Please retype the line that contains "Query: volcanic rock pile" and all lines that follow it to the end of the entries below, exactly as they stand, with nothing added.

(Collected data entries)
<<<<

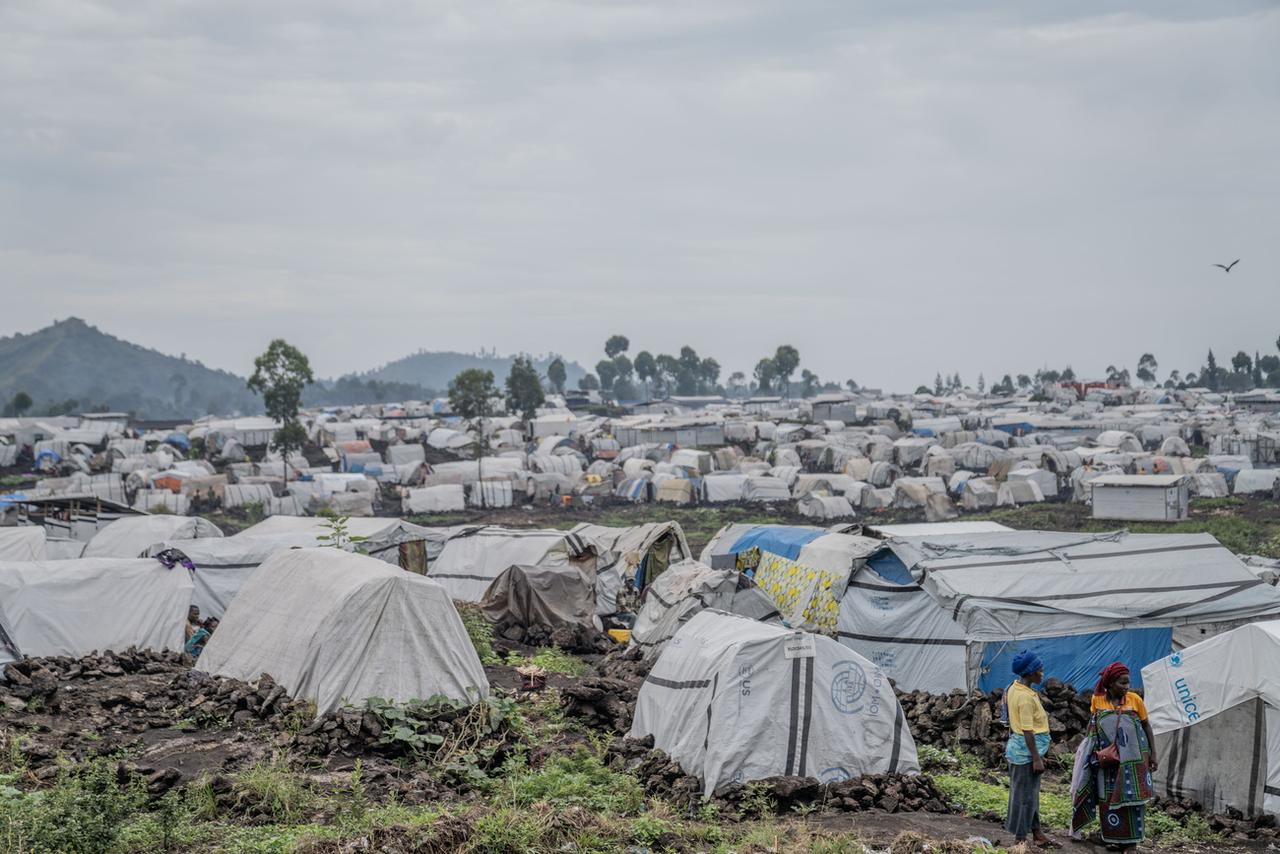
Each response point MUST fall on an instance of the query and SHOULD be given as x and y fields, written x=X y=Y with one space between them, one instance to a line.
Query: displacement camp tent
x=686 y=589
x=337 y=628
x=640 y=553
x=804 y=570
x=129 y=537
x=392 y=540
x=732 y=700
x=77 y=607
x=1080 y=601
x=224 y=563
x=22 y=543
x=1215 y=709
x=475 y=557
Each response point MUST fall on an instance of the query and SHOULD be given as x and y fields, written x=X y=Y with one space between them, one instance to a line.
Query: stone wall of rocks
x=970 y=722
x=661 y=775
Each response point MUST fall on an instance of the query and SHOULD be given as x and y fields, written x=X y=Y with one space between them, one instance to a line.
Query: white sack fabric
x=77 y=607
x=734 y=700
x=337 y=628
x=131 y=535
x=688 y=588
x=1041 y=584
x=224 y=563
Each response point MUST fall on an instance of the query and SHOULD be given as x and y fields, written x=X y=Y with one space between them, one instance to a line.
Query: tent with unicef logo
x=732 y=699
x=1215 y=709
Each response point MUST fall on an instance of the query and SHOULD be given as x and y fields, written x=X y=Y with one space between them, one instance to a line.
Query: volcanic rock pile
x=972 y=721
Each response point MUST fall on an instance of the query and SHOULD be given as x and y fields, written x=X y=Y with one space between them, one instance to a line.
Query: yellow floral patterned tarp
x=801 y=593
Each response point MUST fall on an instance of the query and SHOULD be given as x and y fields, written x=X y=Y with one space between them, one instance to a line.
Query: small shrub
x=552 y=660
x=480 y=631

>>>>

* [Problem solution]:
Query: volcanic rock pile
x=972 y=721
Each response point MUST fall on an instance of the query and SHOULD be given as x and y fields, written x=X y=Y with one space between them, one instance to a line.
Query: yellow floral patterned tarp
x=801 y=593
Each response point MUST fall on an instance of the query and SHOULD be given as x and y fields, written x=X y=Y with one space between them, one instance to a line.
Query: small shrub
x=552 y=660
x=480 y=631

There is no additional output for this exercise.